-------- TEXT FOR ANALYSIS

The ministers at this
Fifth Ministerial meeting of the WTO have the responsibility to
represent not only commercial interests but all of the people of
their States, including Indigenous Peoples. Existing human rights,
environmental, social and cultural conventions and covenants
developed within the United Nations system continue to be the
States’ legal if not moral obligation. All international law
including human rights law binds them.
Indigenous peoples are
the subjects of many of these covenants and conventions and their
jurisprudence. Our rights cannot be ignored, nor can their
observance be diminished or compromised by trade agreements and
regimes. We as Indigenous Peoples have the right to participate as
peoples and actors in our own development, consistent with our own
vision and tradition. Our free and informed consent, free of fraud
or manipulation, must be secured through our own traditional means
of decision-making. State sponsored development cannot just be
imposed upon us. Our rights as peoples to our lands and
territories and natural resources must be recognized, respected
and observed. Our survival as peoples depends upon it.

----------------
-------- GIVEN ENTRIES

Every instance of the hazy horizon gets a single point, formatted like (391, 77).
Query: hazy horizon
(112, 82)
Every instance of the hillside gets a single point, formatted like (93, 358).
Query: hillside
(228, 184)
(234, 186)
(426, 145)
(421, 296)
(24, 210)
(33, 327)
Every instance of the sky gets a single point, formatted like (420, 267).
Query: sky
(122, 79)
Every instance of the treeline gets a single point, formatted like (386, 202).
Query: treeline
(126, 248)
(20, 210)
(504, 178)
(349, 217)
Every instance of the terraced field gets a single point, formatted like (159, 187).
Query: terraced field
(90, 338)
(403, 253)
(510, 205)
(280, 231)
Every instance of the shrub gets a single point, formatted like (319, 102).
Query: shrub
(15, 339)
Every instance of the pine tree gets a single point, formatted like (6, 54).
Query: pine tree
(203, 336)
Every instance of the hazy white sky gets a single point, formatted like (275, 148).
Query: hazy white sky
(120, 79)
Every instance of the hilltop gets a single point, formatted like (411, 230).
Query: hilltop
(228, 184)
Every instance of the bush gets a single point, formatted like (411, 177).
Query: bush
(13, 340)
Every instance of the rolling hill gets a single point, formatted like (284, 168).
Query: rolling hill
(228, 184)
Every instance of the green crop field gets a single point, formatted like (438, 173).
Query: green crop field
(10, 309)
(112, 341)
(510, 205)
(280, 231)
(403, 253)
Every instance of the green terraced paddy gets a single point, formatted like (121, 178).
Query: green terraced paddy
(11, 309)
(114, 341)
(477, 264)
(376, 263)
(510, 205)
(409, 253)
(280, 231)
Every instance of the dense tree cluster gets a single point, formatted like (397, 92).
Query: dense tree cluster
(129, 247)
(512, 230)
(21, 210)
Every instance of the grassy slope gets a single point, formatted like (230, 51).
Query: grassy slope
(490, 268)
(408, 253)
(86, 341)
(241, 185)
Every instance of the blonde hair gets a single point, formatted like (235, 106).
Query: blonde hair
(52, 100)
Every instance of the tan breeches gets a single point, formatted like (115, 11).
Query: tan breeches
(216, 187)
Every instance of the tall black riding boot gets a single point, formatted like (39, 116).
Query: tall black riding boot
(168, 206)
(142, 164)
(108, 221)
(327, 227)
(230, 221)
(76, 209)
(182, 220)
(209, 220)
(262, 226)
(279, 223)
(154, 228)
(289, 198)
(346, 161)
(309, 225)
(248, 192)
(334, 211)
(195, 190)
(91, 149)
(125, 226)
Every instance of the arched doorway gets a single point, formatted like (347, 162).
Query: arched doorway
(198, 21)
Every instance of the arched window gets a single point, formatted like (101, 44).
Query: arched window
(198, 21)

----------------

(EXERCISE GOAL)
Answer these questions using the statement on Indigenous Peoples and the WTO:
(a) Which WTO meeting are the ministers attending?
(b) What does the statement say binds the States?
(c) Through what means must Indigenous Peoples' free and informed consent be secured?
The listing has no role in this work.

(WRITTEN SOLUTION)
(a) The Fifth Ministerial meeting of the WTO.
(b) All international law, including human rights law.
(c) Through their own traditional means of decision-making.